→ **To-do list**
1. From the profile of David Graeber, list the three goals he says he had for the year.
2. Please transcribe the passage of the profile of David Graeber starting at "Graeber is a" and ending at "Occupy Wall Street.".

-- Start of Selected excerpt --

Meet the anthropologist, activist, and anarchist who helped transform a hapless rally into a global protest movementDavid Graeber likes to say that he had three goals for the year: promote his book, learn to drive, and launch a worldwide revolution. The first is going well, the second has proven challenging, and the third is looking up.
Graeber is a 50-year-old anthropologist—among the brightest, some argue, of his generation—who made his name with innovative theories on exchange and value, exploring phenomena such as Iroquois wampum and the Kwakiutl potlatch. An American, he teaches at Goldsmiths, University of London. He’s also an anarchist and radical organizer, a veteran of many of the major left-wing demonstrations of the past decade: Quebec City and Genoa, the Republican National Convention protests in Philadelphia and New York, the World Economic Forum in New York in 2002, the London tuition protests earlier this year. This summer, Graeber was a key member of a small band of activists who quietly planned, then noisily carried out, the occupation of Lower Manhattan’s Zuccotti Park, providing the focal point for what has grown into an amorphous global movement known as Occupy Wall Street.

-- End of Selected excerpt --
-- Start of Provided material --

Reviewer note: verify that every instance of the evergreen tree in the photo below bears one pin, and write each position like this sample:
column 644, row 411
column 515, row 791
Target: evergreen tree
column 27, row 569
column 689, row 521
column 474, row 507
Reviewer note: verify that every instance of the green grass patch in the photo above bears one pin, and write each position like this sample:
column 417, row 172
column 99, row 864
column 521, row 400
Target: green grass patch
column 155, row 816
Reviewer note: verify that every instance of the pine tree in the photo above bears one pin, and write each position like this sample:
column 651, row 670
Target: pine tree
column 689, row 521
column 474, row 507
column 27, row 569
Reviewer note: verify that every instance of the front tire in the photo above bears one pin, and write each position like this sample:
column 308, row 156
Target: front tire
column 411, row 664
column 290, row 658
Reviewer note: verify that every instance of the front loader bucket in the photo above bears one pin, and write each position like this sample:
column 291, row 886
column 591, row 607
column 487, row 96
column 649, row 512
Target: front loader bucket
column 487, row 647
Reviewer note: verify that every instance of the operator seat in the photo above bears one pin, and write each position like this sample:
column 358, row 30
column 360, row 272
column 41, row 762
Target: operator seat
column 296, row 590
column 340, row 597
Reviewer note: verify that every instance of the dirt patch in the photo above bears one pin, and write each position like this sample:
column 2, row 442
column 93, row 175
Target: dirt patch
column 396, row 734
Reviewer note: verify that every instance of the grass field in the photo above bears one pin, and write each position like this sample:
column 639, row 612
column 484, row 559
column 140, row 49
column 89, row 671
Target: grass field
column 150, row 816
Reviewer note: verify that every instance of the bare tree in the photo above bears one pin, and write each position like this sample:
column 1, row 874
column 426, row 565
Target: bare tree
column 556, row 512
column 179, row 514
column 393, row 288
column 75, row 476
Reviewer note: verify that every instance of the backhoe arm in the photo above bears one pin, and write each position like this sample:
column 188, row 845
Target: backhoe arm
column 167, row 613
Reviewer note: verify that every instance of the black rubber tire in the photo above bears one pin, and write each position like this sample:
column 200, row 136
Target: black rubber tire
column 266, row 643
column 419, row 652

-- End of Provided material --

→ **Final results**
1.
1. Promote his book
2. Learn to drive
3. Launch a worldwide revolution

2.
Graeber is a 50-year-old anthropologist—among the brightest, some argue, of his generation—who made his name with innovative theories on exchange and value, exploring phenomena such as Iroquois wampum and the Kwakiutl potlatch. An American, he teaches at Goldsmiths, University of London. He’s also an anarchist and radical organizer, a veteran of many of the major left-wing demonstrations of the past decade: Quebec City and Genoa, the Republican National Convention protests in Philadelphia and New York, the World Economic Forum in New York in 2002, the London tuition protests earlier this year. This summer, Graeber was a key member of a small band of activists who quietly planned, then noisily carried out, the occupation of Lower Manhattan’s Zuccotti Park, providing the focal point for what has grown into an amorphous global movement known as Occupy Wall Street.